(Object location annotation data)
----
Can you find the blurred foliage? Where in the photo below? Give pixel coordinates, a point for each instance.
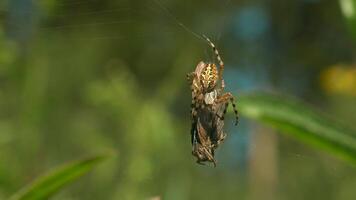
(46, 186)
(302, 122)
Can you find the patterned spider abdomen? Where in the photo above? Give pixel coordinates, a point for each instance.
(209, 77)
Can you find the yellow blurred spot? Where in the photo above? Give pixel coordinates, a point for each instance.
(339, 79)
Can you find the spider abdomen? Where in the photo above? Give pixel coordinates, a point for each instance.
(209, 76)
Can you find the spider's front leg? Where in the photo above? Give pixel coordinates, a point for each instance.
(226, 98)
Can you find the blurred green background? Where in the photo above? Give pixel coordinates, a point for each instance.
(86, 76)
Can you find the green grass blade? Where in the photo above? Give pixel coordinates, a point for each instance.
(47, 185)
(348, 10)
(301, 122)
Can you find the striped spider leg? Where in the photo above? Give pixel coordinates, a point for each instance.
(208, 108)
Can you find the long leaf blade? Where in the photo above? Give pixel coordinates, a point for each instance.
(47, 185)
(301, 122)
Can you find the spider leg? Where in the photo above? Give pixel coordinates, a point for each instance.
(221, 63)
(225, 98)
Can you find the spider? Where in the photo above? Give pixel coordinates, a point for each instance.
(208, 108)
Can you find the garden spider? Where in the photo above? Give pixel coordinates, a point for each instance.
(208, 108)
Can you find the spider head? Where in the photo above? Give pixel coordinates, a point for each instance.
(209, 77)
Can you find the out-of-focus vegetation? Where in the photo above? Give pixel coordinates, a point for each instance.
(46, 186)
(81, 77)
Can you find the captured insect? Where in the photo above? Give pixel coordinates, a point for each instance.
(208, 108)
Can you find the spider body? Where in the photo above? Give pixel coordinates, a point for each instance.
(209, 105)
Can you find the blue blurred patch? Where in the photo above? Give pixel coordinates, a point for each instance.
(251, 23)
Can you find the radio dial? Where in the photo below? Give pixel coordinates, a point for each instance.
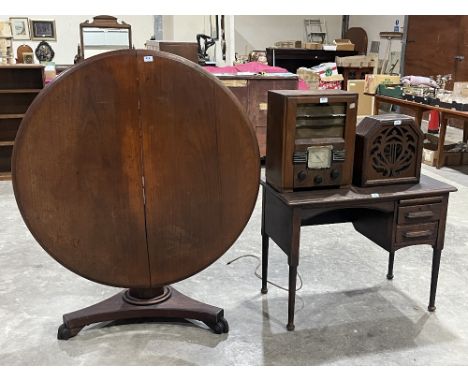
(335, 174)
(302, 175)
----
What to produce –
Please output the rows above exactly as they appear, beginning with the line that contains "Can you find the radio" and continuing through the end of the rows. Leave the pictures out of your answer.

Correct result –
Can you find the radio dial? Where in the photo below? Give pixel coordinates, a point for each instance.
(335, 174)
(302, 175)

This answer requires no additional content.